▸ **PROBLEM REQUIREMENTS**: Give every line of the rows below as a JSON list of strings, with one string per line and blank lines omitted.

### DATA FOR THIS EXERCISE ###

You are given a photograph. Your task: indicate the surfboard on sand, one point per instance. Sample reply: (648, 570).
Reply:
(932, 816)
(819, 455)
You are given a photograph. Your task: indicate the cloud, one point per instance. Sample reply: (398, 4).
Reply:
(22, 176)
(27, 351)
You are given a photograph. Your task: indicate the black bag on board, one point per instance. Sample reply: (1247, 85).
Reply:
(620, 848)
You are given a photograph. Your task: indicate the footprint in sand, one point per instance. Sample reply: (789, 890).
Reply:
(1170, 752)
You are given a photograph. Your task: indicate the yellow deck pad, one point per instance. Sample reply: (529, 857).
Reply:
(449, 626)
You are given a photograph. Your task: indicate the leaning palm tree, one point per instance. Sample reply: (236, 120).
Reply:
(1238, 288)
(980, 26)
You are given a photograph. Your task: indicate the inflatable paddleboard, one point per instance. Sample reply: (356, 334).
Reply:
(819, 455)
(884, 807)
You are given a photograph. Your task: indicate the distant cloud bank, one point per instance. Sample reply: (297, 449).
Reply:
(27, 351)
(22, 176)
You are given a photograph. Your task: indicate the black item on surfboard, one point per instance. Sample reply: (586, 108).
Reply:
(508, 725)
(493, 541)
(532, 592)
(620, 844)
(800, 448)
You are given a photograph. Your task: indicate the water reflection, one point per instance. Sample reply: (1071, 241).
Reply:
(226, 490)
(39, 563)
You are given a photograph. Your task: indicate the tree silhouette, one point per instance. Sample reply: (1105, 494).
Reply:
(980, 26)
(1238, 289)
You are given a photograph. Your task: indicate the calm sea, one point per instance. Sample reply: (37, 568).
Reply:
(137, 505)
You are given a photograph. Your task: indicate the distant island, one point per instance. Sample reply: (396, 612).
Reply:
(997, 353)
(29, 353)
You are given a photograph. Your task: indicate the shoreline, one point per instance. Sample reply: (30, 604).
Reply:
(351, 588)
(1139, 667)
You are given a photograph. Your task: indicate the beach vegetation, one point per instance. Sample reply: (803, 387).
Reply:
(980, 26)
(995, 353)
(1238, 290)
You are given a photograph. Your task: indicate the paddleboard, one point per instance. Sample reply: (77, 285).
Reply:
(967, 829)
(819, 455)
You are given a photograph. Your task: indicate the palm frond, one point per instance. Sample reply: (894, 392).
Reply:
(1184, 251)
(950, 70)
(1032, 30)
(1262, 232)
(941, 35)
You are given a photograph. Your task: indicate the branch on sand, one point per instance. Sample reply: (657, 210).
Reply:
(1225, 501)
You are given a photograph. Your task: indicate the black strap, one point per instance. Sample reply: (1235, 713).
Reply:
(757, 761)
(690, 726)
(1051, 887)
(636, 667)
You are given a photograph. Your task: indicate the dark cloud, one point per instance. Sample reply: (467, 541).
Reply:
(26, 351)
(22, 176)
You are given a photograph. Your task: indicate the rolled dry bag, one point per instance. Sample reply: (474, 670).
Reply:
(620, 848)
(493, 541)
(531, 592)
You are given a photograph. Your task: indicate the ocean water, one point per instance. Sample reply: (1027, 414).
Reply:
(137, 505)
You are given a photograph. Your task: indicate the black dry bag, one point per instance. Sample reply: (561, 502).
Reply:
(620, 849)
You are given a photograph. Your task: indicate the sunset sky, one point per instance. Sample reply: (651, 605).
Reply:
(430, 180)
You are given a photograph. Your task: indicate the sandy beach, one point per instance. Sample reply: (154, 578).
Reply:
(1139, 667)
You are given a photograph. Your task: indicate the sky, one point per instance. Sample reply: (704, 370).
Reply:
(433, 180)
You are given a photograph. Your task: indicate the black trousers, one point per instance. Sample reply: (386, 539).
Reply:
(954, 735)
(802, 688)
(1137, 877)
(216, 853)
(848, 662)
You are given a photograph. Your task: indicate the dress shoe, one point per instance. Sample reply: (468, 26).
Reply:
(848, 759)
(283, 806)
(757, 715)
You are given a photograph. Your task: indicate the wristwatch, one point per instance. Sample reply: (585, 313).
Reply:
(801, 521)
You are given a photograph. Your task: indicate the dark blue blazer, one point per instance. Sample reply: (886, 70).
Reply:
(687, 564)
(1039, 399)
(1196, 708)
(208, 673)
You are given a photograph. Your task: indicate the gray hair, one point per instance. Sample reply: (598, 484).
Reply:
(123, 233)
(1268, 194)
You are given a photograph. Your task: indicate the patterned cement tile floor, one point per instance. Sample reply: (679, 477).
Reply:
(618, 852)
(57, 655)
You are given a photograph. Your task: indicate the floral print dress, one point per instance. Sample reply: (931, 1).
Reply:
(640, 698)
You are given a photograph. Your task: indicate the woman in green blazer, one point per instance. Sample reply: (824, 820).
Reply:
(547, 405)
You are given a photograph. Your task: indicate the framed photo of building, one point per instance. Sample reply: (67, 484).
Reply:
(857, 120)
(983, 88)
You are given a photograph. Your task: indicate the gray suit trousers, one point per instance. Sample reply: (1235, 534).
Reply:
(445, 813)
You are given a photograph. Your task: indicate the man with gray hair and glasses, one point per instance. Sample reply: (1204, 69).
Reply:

###

▸ **WORKED SOLUTION**:
[
  "You are given a photograph. Your task: indicate the surfboard on sand, one point per instance. Sample reply: (648, 570).",
  "Reply:",
  "(932, 816)",
  "(819, 455)",
  "You are given a photograph. Your task: indicate the cloud, one point per instance. Sample reply: (398, 4).",
  "Reply:",
  "(22, 176)",
  "(27, 351)",
  "You are given a photograph. Your task: indicate the black bag on board, one point per instance. Sample reply: (1247, 85).",
  "Reply:",
  "(620, 848)",
  "You are given a photograph. Your task: indicate the footprint in sand, one point per instance. Sample reply: (789, 890).",
  "Reply:",
  "(1170, 752)",
  "You are given a photograph. Your task: indicate the yellow deck pad, one point per instance. Sample reply: (529, 857).",
  "Reply:",
  "(449, 626)",
  "You are given a photograph. Your task: indicate the leaning palm tree, one point per instance. Sample reply: (236, 120).",
  "Reply:",
  "(1238, 288)",
  "(980, 26)",
  "You are given a photograph. Your task: indicate the inflatable paddleboard, one point per instance. Sample reply: (356, 334).",
  "Reply:",
  "(819, 455)",
  "(884, 807)",
  "You are given a photograph. Your task: indicate the distant cloud bank, one point per instance. Sample reply: (297, 449).",
  "Reply:",
  "(27, 351)",
  "(22, 176)",
  "You are given a photograph. Your task: indicate the black item on surfboard, one point per instance. Sample reply: (586, 108).",
  "Reply:",
  "(508, 725)",
  "(493, 541)",
  "(532, 592)",
  "(620, 844)",
  "(800, 448)",
  "You are given a photograph. Your task: indicate the water reflection, one point per instance. Sample reply: (1071, 241).",
  "Reply:",
  "(226, 490)",
  "(39, 563)",
  "You are given a photograph. Your task: indicate the tree silhouette, one point per instance. Sample reply: (1105, 494).",
  "Reply:",
  "(980, 26)",
  "(1238, 289)",
  "You are given a photograph. Your task: indicate the calm sea, one point per instance. Sample reply: (37, 568).",
  "Reply:",
  "(137, 505)",
  "You are given a photograph. Your task: indicate the distant island, one point per instance. Sample reply: (396, 612).",
  "Reply:",
  "(997, 353)",
  "(29, 353)",
  "You are given a photograph. Your task: indicate the shoreline, one point per instance. Sample reply: (30, 604).",
  "Reply:",
  "(351, 588)",
  "(1139, 667)",
  "You are given a photograph. Your task: indicate the beach vegetation, one point per instance. Sample reply: (803, 387).",
  "Reply:",
  "(980, 26)",
  "(995, 353)",
  "(1238, 290)",
  "You are given a photograph. Your task: indicate the paddleboard, one point per instance. Sample reply: (77, 285).",
  "Reply:",
  "(967, 829)",
  "(819, 455)",
  "You are given a photograph. Your task: indicate the palm frond, one point per instance. Sample reply: (894, 392).",
  "Reply:",
  "(1184, 251)",
  "(950, 70)",
  "(1032, 30)",
  "(1262, 232)",
  "(941, 35)",
  "You are given a photograph. Your task: indicate the branch on sand, one point per instance. Sample reply: (657, 210).",
  "Reply:",
  "(1225, 501)",
  "You are given a photograph. Your task: indicate the black strap, one point per instance. Sample reply: (1235, 713).",
  "Reply:",
  "(757, 761)",
  "(690, 726)",
  "(1051, 887)",
  "(636, 667)",
  "You are given a photograph. Your task: indicate the dark cloud, one point per instance. Sample reply: (467, 541).",
  "Reply:",
  "(26, 351)",
  "(22, 176)",
  "You are given a photograph. Your task: indicate the rolled dry bag, one point per instance. Sample reply: (474, 670).",
  "Reply:",
  "(620, 848)",
  "(493, 541)",
  "(531, 592)",
  "You are given a photograph. Your task: indicate the ocean water, one point per instance. Sample reply: (1027, 414).",
  "Reply:",
  "(137, 505)",
  "You are given a photograph. Your task: indicate the black dry bag, one point per instance. Sample reply: (561, 502).",
  "Reply:",
  "(620, 849)",
  "You are given a photograph. Your task: indicate the sunset sky, one point per instance. Sample reply: (651, 605).",
  "Reply:",
  "(430, 180)",
  "You are given a photograph. Your task: indicate the sandy beach, one point per instance. Sample reply: (154, 578).",
  "Reply:",
  "(1139, 667)",
  "You are given a photograph. Your task: indicate the sky, one point per instance. Sample reply: (704, 370).",
  "Reply:",
  "(433, 180)",
  "You are given a photograph. Your task: indicate the black trousers, one point per instance. Sample reply: (386, 539).",
  "Reply:",
  "(954, 735)",
  "(802, 688)",
  "(1137, 877)",
  "(216, 853)",
  "(848, 662)",
  "You are given a photograph. Your task: indicate the dress shoe, one point per instance. Sample reply: (468, 26).",
  "Reply:",
  "(848, 759)",
  "(283, 806)",
  "(757, 715)",
  "You are given a photograph. Your task: indicate the wristwatch, one point per instance. Sample reply: (585, 313).",
  "Reply:",
  "(801, 521)",
  "You are given a photograph. Your task: indicate the dark blue blazer, one point per instance. Sample reply: (886, 70).",
  "Reply:",
  "(687, 564)",
  "(1039, 399)",
  "(1196, 708)",
  "(208, 673)",
  "You are given a photograph. Your task: indicate the gray hair, one point per instance. Sample reply: (598, 484).",
  "Reply:",
  "(123, 233)",
  "(1268, 194)",
  "You are given a photograph. Your task: indicate the patterned cement tile floor, one point per instance. Sample reply: (679, 477).",
  "Reply:",
  "(618, 852)",
  "(57, 655)",
  "You are given a photograph. Your task: indicate the floral print dress, one point per instance. Sample reply: (931, 1).",
  "Reply:",
  "(640, 698)",
  "You are given a photograph. Your task: indicate the woman in green blazer, one point per instance. Sample reply: (824, 820).",
  "Reply:",
  "(547, 405)",
  "You are given a photograph. Your task: indicate the framed photo of building, one point per instance. Sample reply: (67, 484).",
  "Reply:",
  "(857, 120)",
  "(983, 88)",
  "You are given a photograph. Your task: indicate the gray suit trousers, one point per instance. Sample reply: (1235, 534).",
  "Reply:",
  "(445, 813)",
  "You are given a photograph. Your task: indicate the man with gray hair and glasses, one point per instance. Sample reply: (1204, 69).",
  "Reply:"
]